LISTING
━━━━
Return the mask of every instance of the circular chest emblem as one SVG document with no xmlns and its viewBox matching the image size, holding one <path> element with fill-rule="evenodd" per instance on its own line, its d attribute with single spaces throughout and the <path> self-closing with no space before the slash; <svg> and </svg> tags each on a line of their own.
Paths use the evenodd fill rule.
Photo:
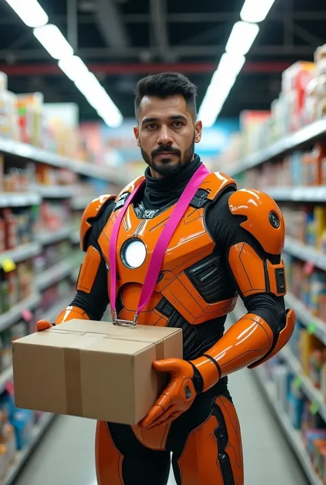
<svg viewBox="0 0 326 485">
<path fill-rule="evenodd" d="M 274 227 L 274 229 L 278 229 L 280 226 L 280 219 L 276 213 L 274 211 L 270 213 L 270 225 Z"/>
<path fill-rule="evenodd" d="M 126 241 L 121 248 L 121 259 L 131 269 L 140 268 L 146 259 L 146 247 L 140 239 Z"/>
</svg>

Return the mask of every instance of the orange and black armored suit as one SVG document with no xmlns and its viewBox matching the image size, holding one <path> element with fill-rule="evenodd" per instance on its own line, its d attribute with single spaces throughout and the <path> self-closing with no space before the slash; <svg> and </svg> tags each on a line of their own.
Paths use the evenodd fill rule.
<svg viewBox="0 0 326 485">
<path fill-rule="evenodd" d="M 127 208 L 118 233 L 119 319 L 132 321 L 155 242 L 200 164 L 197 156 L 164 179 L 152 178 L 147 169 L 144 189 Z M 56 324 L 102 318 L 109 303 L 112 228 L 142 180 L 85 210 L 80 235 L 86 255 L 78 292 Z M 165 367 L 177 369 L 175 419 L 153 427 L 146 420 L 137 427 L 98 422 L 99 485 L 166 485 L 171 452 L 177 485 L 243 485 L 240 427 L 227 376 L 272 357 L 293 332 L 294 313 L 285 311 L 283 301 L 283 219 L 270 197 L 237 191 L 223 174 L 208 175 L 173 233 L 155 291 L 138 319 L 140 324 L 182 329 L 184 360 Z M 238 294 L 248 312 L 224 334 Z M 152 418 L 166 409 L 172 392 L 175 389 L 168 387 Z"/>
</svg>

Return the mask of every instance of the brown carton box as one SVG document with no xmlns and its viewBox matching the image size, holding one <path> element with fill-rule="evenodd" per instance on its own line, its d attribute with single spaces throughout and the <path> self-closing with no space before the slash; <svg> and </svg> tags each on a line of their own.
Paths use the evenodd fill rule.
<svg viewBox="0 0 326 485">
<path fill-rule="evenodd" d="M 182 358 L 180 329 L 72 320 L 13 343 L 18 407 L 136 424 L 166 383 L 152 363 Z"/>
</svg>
━━━━
OBJECTIVE
Can you reproduce every row above character for character, leaving out the pictures?

EXERCISE SOLUTION
Return the mask of every instance of the circular chest emblem as one SVG document with no xmlns and its viewBox matching the image size, holding one <path> element with fill-rule="evenodd" per instance on its own line, its d attribute with single spaces throughout and the <path> self-closing with no space before the slash; <svg> and </svg> tags each on a line of their own.
Paths use the evenodd fill rule.
Photo:
<svg viewBox="0 0 326 485">
<path fill-rule="evenodd" d="M 274 227 L 274 229 L 278 229 L 280 226 L 280 219 L 276 213 L 274 211 L 270 213 L 270 225 Z"/>
<path fill-rule="evenodd" d="M 126 241 L 121 248 L 121 259 L 131 269 L 140 268 L 146 259 L 146 247 L 140 239 Z"/>
</svg>

Return the mask of every instance of the orange and black armored suit as one SVG document with no xmlns and its viewBox matching the image size, holding one <path> element with fill-rule="evenodd" per instance on its own line, its d attribute with single spaces throughout and the <path> self-closing with no space before the slash; <svg> and </svg> tags each on a line of their own.
Paths use the evenodd fill rule.
<svg viewBox="0 0 326 485">
<path fill-rule="evenodd" d="M 127 208 L 118 233 L 119 319 L 132 321 L 155 242 L 200 164 L 197 156 L 164 179 L 152 178 L 147 169 L 144 189 Z M 56 324 L 102 318 L 109 303 L 112 228 L 142 180 L 85 210 L 80 235 L 86 255 L 78 292 Z M 165 367 L 177 369 L 175 419 L 153 427 L 146 420 L 137 427 L 98 422 L 99 485 L 166 485 L 171 452 L 177 485 L 243 485 L 240 427 L 227 376 L 272 357 L 293 332 L 294 313 L 285 311 L 283 301 L 283 219 L 270 197 L 237 191 L 223 174 L 208 175 L 173 233 L 155 291 L 138 319 L 140 324 L 182 329 L 184 360 Z M 238 294 L 248 312 L 224 334 Z M 152 418 L 166 409 L 172 392 L 175 389 L 168 387 Z"/>
</svg>

Return the mask of every instance of the brown carton box as one SVG document with no xmlns and its viewBox matching the image size, holding one <path> element with fill-rule="evenodd" per instance on its own line, its d attribute with single spaces throughout and the <path> self-closing with no space before the slash; <svg> and </svg> tags each on a line of their own.
Paths use the evenodd fill rule.
<svg viewBox="0 0 326 485">
<path fill-rule="evenodd" d="M 182 358 L 180 329 L 72 320 L 13 343 L 18 407 L 136 424 L 166 383 L 152 363 Z"/>
</svg>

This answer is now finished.